* _Text for analysis_
▼

How does Fante (not Arturo) see himself when he is so outrageous? How does he feels about his own ego showing through in Arturo?



Since I posed this question, I'll tell you I am still not sure what I think. I really wanted to hear what you thought hoping it would convince me. I re- read the tidbits on Fante and got a lot more out of them now that I have read these books. I am haunted by the paragraph Fante wrote in his later years about Bandini. Is it an admission that he was Arturo and now he is completly changed?

John Fante recalls his first novel, "Now that I am an old man I cannot look back upon WAIT UNTIL SPRING, BANDINI without losing its trail in the past. Sometimes, lying in bed at night, a phrase or a paragraph or a character from an early work will mesmerize me and in a half dream I will entwine it with phrases and draw from it a kind of melodious memory of an old bedroom in Colorado, or my mother, or my father, or my brothers and sister...of this I am sure: all of the people of my writing life, all of my characters are to be found in this early work. Nothing of myself is there any more, only the memory of old bedrooms, and the sound of my mother's slippers walking to the kitchen"

▲

* _Tasks for this exercise_
a) Decide whether each statement agrees with the text on John Fante, answering yes or no and quoting the deciding words: (i) The writer is now sure what to think about the question posed. (ii) Fante describes a memory of an old bedroom in Colorado. (iii) Fante says much of himself remains in his early work.
b) Rewrite everything from "Since I posed" down to "is completly changed?" in the text on John Fante, putting "puzzled" in place of "haunted".

* _Dataset records_
▼

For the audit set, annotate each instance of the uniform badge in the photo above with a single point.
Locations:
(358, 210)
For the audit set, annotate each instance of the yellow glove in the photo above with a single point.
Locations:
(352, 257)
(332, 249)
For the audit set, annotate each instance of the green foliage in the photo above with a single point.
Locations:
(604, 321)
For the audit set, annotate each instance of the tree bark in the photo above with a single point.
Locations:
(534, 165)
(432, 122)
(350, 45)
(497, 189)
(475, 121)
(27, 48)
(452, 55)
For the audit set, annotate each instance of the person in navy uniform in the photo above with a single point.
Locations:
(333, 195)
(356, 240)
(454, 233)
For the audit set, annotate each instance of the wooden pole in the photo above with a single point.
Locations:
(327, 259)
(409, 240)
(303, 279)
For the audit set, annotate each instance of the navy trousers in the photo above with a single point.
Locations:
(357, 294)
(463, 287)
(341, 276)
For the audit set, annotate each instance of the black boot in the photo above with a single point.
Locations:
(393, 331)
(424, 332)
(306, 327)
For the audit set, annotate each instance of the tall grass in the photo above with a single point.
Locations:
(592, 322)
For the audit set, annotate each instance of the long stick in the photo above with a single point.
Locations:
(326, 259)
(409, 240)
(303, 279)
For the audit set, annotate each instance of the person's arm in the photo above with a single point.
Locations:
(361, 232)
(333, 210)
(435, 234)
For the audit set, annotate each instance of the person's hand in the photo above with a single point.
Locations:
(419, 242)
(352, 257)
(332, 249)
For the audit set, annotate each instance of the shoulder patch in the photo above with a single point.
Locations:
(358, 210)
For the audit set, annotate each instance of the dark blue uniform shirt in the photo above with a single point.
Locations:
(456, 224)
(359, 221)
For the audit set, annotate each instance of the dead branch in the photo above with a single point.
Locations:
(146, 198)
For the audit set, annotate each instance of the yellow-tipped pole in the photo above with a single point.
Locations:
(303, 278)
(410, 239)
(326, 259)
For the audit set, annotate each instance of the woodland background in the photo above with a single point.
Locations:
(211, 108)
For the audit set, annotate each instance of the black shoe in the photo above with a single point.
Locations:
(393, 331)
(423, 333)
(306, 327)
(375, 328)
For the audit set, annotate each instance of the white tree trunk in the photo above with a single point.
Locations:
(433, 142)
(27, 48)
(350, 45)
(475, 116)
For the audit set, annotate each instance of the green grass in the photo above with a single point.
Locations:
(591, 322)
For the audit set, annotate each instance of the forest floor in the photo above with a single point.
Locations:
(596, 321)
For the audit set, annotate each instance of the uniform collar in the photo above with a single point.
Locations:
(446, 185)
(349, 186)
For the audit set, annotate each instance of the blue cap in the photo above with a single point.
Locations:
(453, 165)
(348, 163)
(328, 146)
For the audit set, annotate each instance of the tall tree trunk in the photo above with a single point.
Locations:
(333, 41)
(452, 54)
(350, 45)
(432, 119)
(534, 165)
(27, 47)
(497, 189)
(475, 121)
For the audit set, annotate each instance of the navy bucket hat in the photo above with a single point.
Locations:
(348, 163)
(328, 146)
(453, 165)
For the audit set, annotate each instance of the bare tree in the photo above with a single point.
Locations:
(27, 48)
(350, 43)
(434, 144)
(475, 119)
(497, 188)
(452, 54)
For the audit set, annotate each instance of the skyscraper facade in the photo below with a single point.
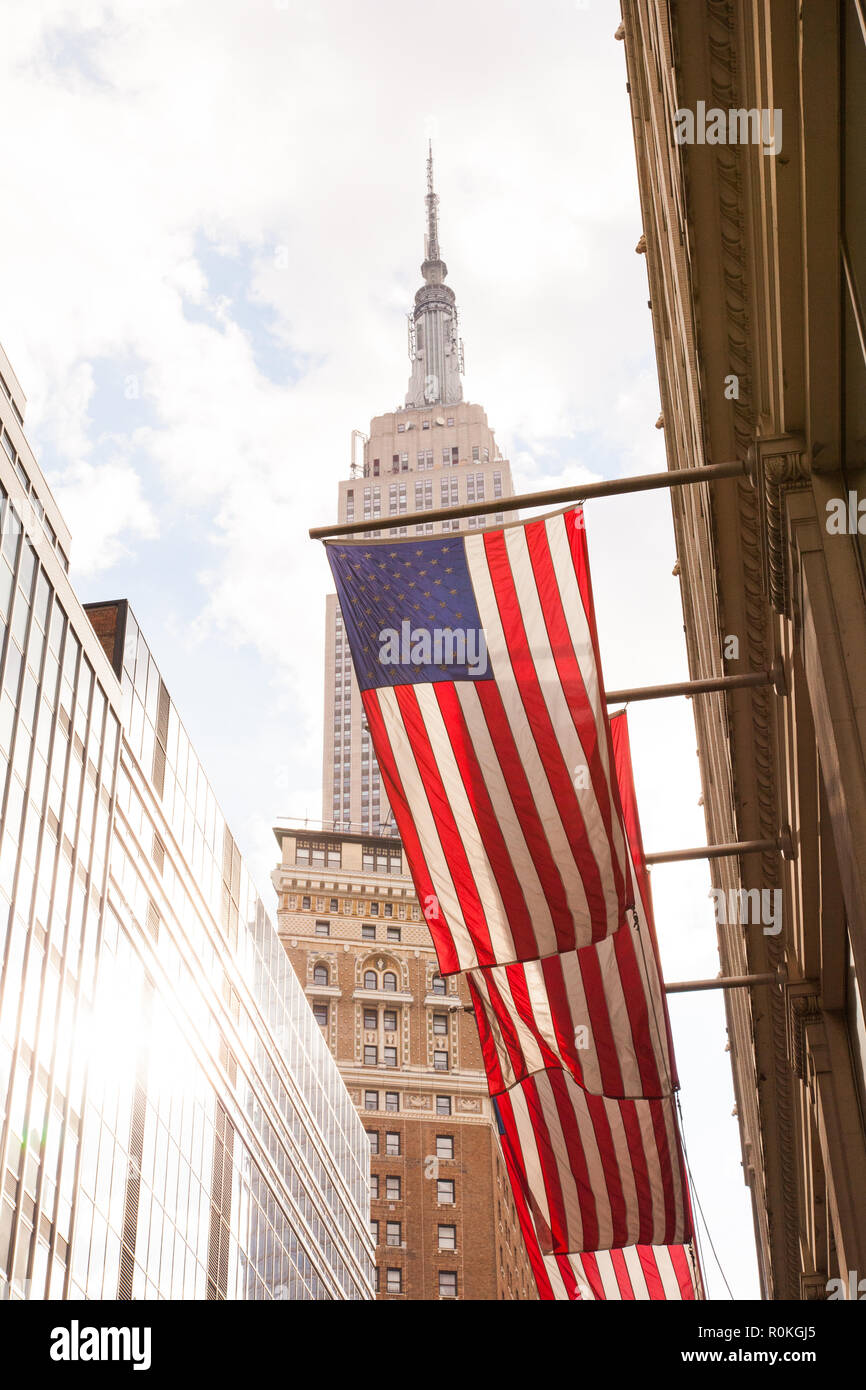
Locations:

▲

* _Answers to the exercise_
a)
(i) No: "I'll tell you I am still not sure what I think."
(ii) Yes: "a kind of melodious memory of an old bedroom in Colorado"
(iii) No: "Nothing of myself is there any more"

b)
Since I posed this question, I'll tell you I am still not sure what I think. I really wanted to hear what you thought hoping it would convince me. I re- read the tidbits on Fante and got a lot more out of them now that I have read these books. I am puzzled by the paragraph Fante wrote in his later years about Bandini. Is it an admission that he was Arturo and now he is completly changed?